- _WORK INSTRUCTIONS_: Repeat nothing but the lines below running from the one containing "For every instance of the person in" to the one containing "For every instance of the short". Keep both end lines.

____

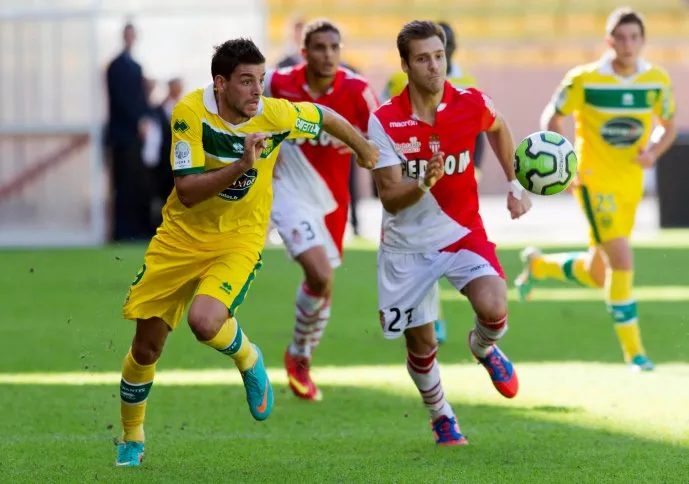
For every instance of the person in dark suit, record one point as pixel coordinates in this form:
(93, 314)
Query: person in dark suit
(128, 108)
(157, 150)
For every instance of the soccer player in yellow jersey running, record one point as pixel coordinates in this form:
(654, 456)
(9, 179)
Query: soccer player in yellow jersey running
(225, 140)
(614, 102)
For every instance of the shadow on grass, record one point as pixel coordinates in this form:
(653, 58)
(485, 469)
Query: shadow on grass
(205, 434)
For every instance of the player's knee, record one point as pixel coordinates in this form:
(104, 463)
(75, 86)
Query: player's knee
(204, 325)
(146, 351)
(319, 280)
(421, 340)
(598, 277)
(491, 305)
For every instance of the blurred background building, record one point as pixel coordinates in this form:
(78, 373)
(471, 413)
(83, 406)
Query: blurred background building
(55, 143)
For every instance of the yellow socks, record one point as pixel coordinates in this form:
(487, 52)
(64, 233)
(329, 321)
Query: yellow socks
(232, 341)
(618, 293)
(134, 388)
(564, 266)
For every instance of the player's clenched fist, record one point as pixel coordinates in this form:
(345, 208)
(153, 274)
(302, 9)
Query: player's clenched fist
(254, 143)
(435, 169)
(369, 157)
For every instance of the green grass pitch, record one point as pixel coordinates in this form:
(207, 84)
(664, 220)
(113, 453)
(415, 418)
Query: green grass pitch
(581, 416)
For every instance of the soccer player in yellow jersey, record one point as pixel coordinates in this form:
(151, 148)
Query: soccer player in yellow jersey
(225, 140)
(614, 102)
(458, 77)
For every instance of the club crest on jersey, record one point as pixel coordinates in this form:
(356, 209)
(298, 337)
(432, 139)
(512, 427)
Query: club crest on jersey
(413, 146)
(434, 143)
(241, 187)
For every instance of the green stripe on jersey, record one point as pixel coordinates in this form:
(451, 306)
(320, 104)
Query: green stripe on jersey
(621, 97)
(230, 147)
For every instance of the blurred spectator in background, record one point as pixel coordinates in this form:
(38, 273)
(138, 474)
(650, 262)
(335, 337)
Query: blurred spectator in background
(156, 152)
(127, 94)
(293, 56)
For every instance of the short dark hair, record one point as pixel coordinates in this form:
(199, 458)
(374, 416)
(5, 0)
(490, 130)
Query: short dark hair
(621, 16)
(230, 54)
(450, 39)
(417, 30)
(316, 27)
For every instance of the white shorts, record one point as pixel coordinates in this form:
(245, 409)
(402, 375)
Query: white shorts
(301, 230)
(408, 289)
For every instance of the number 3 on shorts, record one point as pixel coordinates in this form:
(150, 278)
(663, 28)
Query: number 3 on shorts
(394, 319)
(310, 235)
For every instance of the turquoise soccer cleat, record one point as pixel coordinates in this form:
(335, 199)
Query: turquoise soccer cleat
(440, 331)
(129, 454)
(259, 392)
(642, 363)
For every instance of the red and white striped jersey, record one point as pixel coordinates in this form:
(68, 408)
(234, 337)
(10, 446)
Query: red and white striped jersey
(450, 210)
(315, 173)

____

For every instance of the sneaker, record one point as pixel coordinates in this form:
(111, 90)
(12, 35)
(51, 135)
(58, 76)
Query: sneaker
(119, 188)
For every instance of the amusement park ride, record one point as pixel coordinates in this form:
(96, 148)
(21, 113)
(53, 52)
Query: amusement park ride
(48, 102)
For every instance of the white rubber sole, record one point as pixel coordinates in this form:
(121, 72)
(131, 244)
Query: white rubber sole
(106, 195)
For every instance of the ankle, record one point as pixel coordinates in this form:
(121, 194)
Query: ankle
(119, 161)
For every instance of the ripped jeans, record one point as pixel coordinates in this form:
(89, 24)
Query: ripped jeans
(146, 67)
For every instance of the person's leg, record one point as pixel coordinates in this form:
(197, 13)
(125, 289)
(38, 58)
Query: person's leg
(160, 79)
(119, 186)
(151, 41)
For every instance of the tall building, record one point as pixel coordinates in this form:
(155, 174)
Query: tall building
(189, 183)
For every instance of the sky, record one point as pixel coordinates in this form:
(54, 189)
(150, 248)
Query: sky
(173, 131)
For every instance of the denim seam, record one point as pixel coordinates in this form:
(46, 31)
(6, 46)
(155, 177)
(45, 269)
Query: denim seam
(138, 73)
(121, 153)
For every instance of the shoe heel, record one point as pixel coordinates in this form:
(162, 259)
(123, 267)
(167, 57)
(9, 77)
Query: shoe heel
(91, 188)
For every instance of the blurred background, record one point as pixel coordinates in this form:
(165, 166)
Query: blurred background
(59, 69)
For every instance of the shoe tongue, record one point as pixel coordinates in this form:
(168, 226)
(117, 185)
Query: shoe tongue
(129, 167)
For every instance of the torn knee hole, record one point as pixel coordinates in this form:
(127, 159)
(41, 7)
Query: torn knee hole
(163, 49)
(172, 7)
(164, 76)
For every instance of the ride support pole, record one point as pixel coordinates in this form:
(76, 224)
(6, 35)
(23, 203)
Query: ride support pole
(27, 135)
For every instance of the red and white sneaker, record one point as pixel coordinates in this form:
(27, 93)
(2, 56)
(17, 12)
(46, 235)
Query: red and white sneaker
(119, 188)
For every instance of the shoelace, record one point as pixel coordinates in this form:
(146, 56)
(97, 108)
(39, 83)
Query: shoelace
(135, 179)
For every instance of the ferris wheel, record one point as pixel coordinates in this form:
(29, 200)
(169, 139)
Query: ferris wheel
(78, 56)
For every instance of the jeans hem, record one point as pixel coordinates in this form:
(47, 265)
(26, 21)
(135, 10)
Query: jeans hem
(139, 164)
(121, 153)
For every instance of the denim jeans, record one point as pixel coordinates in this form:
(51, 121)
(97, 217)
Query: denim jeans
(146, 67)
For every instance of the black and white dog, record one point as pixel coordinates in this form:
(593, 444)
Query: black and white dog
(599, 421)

____

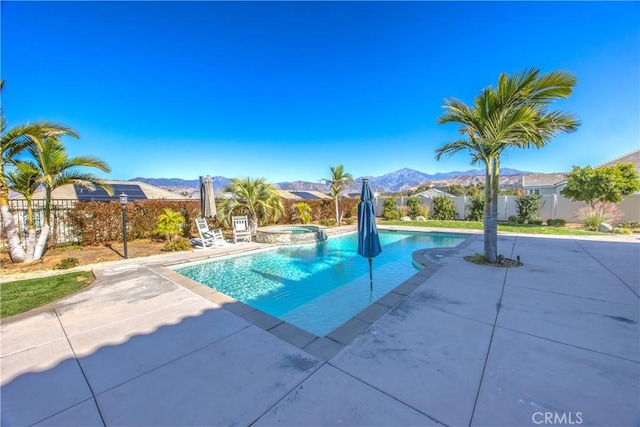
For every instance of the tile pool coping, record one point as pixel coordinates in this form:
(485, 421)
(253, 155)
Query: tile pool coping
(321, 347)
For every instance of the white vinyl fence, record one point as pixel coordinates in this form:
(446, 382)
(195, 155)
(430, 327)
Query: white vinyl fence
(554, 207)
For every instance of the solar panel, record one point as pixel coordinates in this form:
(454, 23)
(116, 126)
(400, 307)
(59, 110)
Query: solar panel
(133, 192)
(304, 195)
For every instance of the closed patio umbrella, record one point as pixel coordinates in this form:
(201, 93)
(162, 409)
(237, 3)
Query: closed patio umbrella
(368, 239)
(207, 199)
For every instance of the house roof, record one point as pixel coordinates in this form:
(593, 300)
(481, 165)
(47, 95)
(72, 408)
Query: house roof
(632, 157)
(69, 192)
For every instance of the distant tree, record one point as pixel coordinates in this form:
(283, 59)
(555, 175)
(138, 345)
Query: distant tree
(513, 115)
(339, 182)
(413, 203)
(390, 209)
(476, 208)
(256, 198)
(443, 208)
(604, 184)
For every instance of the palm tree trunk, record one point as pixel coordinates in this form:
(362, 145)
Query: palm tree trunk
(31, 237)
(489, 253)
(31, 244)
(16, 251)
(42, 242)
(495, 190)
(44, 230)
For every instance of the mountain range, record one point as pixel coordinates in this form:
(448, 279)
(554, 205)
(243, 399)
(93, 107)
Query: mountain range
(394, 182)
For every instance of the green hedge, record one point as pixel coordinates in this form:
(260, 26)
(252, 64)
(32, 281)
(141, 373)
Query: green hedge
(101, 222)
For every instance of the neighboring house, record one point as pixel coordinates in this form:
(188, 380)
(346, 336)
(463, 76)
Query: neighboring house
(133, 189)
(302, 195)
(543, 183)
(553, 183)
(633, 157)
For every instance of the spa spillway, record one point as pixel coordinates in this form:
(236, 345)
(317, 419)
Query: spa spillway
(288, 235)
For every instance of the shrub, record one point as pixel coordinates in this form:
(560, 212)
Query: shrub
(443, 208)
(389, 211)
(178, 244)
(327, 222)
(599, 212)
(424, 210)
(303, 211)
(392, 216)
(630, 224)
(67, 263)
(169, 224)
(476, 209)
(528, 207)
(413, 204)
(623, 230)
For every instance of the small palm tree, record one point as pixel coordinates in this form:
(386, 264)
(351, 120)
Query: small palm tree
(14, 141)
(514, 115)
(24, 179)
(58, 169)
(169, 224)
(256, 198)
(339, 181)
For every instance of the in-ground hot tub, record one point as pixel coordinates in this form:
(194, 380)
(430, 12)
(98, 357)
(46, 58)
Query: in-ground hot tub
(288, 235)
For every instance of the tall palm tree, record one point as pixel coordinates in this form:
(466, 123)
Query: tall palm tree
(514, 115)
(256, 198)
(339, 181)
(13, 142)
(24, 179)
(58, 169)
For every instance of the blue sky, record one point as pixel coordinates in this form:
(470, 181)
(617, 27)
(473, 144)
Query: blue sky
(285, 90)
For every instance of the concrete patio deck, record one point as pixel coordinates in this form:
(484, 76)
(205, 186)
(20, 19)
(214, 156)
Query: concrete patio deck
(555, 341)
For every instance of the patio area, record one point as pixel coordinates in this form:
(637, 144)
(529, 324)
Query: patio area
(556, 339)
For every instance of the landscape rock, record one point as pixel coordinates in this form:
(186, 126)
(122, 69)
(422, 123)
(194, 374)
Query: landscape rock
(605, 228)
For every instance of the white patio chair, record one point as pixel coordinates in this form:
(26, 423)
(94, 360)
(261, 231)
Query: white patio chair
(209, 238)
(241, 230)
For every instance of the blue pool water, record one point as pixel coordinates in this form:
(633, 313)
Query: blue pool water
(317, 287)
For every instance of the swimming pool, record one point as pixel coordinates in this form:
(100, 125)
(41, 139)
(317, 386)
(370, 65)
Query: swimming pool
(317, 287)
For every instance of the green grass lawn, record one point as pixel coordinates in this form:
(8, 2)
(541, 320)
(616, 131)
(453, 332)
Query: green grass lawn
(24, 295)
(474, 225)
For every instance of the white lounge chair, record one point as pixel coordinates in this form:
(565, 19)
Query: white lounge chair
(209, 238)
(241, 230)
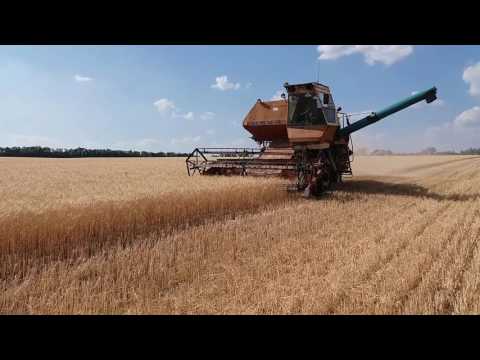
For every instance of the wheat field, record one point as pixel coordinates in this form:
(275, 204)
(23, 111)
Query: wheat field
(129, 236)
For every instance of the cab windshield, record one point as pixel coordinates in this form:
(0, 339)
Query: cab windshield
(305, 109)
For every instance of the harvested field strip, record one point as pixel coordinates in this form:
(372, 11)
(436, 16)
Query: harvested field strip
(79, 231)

____

- _OUTPUT OF THE TASK_:
For every instance of the person in dark suit, record one point as pixel coordinates in this form:
(93, 314)
Query: person in dark suit
(128, 108)
(157, 150)
For every instance of the soccer player in yellow jersey running, record one point as pixel coordinates in this form:
(654, 456)
(9, 179)
Query: soccer player in yellow jersey running
(225, 140)
(614, 102)
For every instance of the shadow on grass, record one point as pixel coordinates in this form:
(653, 58)
(485, 469)
Query: shadow on grass
(205, 434)
For every instance of the player's knee, record one point as pixel coordinates in this form:
(104, 463)
(75, 86)
Query: player's knee
(204, 325)
(146, 351)
(319, 280)
(421, 340)
(598, 277)
(491, 305)
For every instance of the blurred background building, record one point as pixel coordinates in this form:
(78, 373)
(471, 413)
(83, 406)
Query: blurred background building
(55, 143)
For every instance of the yellow socks, record one point as pixel coordinates in this form:
(487, 52)
(64, 233)
(329, 321)
Query: yellow socks
(232, 341)
(618, 293)
(134, 388)
(564, 266)
For every instance of the player's clenched fist, record one point as pixel coordinates in this form:
(345, 208)
(153, 274)
(302, 9)
Query: player's clenched fist
(254, 143)
(435, 169)
(369, 157)
For every instance of the green grass pitch, record one point as pixel coordinates in this form:
(207, 84)
(664, 220)
(113, 453)
(415, 418)
Query: green grass pitch
(581, 416)
For every instance of the soccer player in yellow jersey, record one point as pixel coordinates in this form:
(151, 148)
Query: soccer player in yellow jersey
(225, 140)
(614, 102)
(458, 77)
For every instance of the club crest on jersey, record one point as pixel coordinates in this form:
(356, 209)
(298, 337)
(432, 139)
(512, 427)
Query: club crest on jersey
(413, 146)
(434, 143)
(241, 187)
For every instance of the green stripe on jersey, record one point as pixel coordinates in this form:
(451, 306)
(320, 104)
Query: green stripe on jersey
(621, 97)
(230, 147)
For every instance of the blurred spectator in background, record one point as pixel coordinates in this form:
(38, 273)
(138, 474)
(650, 262)
(335, 337)
Query: blurred spectator in background
(156, 152)
(127, 94)
(293, 56)
For every instance of the short dark hair, record one point as pixel coordinates in this form:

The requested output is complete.